The output consists only of the lines from the one with "You are given a photograph. For the gold buckle" through the end of the records, each printed exactly, and contains no pictures.

☆ ☆ ☆ ☆ ☆

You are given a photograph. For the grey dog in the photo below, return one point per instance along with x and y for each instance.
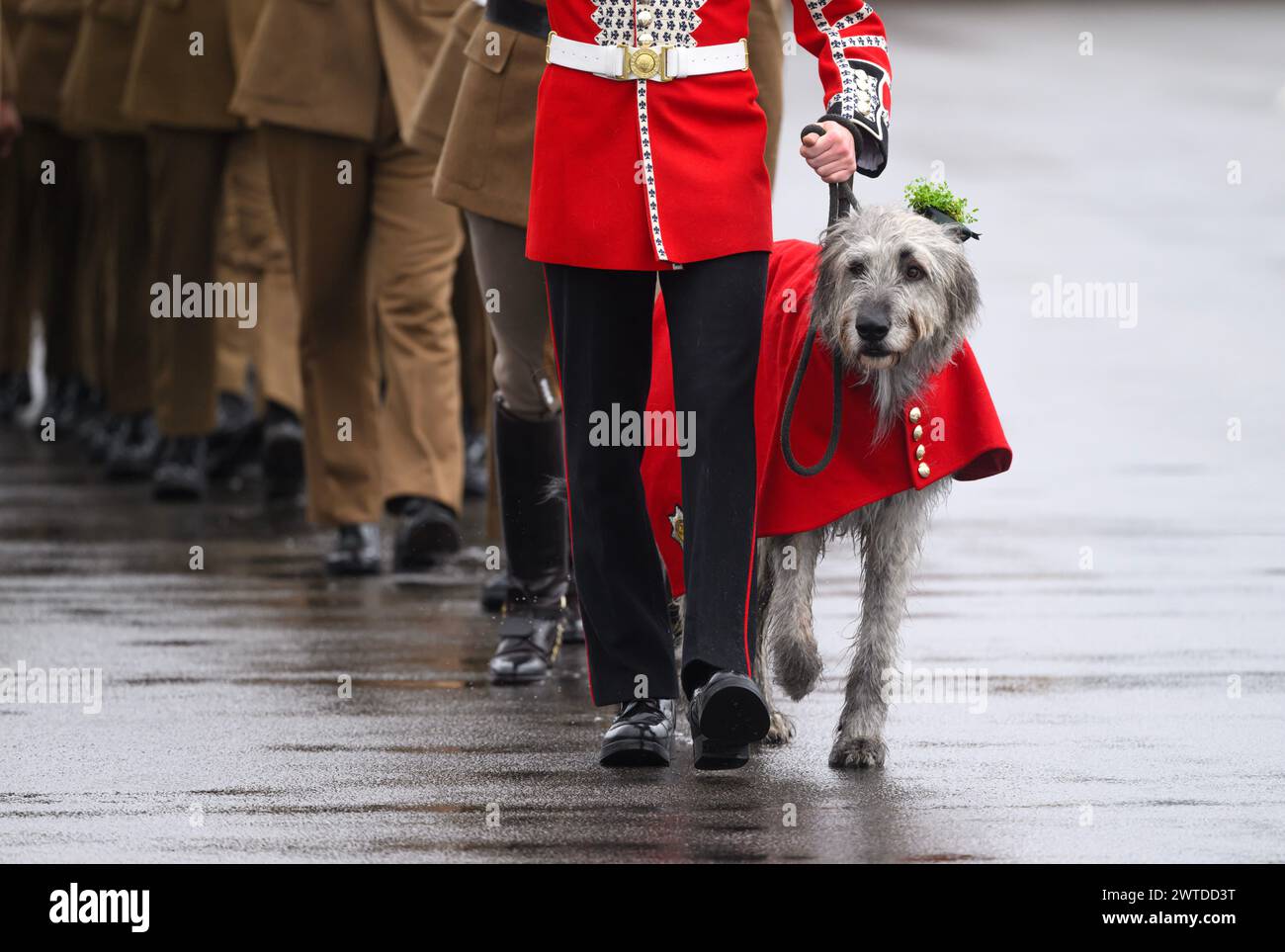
(895, 299)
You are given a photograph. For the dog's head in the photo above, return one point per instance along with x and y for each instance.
(895, 297)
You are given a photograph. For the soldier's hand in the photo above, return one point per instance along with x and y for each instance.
(833, 155)
(11, 127)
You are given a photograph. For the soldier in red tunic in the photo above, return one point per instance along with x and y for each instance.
(649, 159)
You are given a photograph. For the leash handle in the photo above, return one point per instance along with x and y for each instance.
(842, 202)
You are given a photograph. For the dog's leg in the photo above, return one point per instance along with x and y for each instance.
(788, 621)
(782, 729)
(891, 533)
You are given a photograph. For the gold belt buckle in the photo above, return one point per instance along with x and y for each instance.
(643, 62)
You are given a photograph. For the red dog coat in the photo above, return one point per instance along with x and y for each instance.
(952, 419)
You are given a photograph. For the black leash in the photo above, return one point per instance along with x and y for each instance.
(842, 201)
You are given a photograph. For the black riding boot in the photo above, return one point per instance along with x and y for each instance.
(534, 514)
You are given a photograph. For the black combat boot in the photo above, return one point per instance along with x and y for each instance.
(283, 454)
(180, 476)
(135, 449)
(528, 458)
(356, 550)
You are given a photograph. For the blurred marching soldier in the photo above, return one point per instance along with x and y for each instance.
(373, 254)
(119, 190)
(432, 115)
(442, 85)
(47, 258)
(251, 248)
(767, 64)
(484, 168)
(179, 85)
(14, 382)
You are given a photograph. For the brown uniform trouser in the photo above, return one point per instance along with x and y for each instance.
(17, 203)
(89, 330)
(767, 64)
(252, 251)
(55, 238)
(374, 264)
(187, 171)
(120, 166)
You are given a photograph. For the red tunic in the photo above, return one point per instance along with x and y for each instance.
(962, 433)
(639, 175)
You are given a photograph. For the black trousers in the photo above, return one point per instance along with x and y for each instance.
(602, 324)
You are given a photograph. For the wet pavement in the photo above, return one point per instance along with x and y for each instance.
(1123, 586)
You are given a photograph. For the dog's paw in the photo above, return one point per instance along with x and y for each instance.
(857, 751)
(797, 667)
(782, 730)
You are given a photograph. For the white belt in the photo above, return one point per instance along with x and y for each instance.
(656, 63)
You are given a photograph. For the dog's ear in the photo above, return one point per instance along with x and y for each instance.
(965, 296)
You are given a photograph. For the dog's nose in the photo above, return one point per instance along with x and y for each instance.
(873, 324)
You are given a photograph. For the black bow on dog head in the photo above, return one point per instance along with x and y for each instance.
(960, 231)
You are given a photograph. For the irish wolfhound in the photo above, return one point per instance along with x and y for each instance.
(895, 299)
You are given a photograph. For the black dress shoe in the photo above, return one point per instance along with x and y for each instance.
(642, 736)
(356, 552)
(235, 440)
(495, 591)
(728, 713)
(531, 635)
(427, 532)
(283, 454)
(180, 476)
(133, 450)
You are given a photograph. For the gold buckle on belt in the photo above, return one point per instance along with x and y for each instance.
(643, 62)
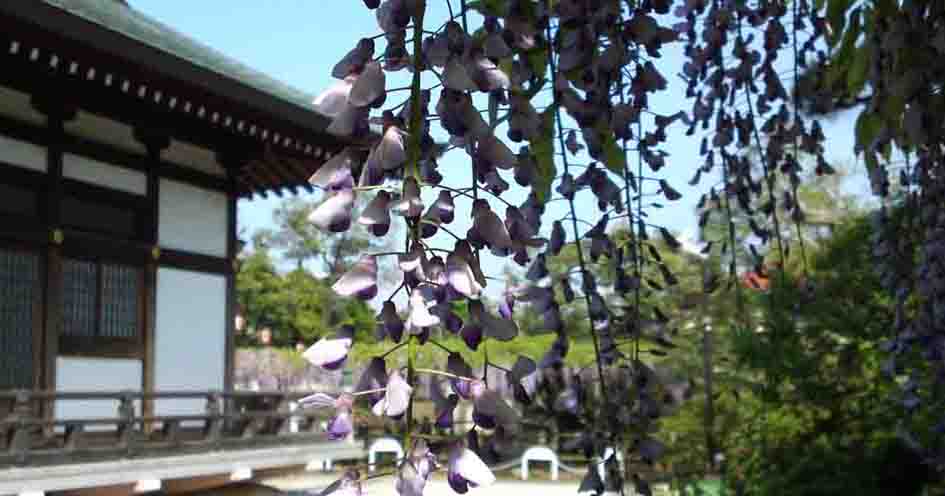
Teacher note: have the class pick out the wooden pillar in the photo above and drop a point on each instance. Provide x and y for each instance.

☆ ☆ ☆ ☆ ☆

=== RESULT FOR THIS TASK ===
You are given a photograph. For the gold buckle on belt in the photo above, return one point per instance along with x and y for each instance.
(643, 62)
Teacher note: have the class pick out the wooden pillar in the photo above and drop a point on each instance. Provide x and y for each instance.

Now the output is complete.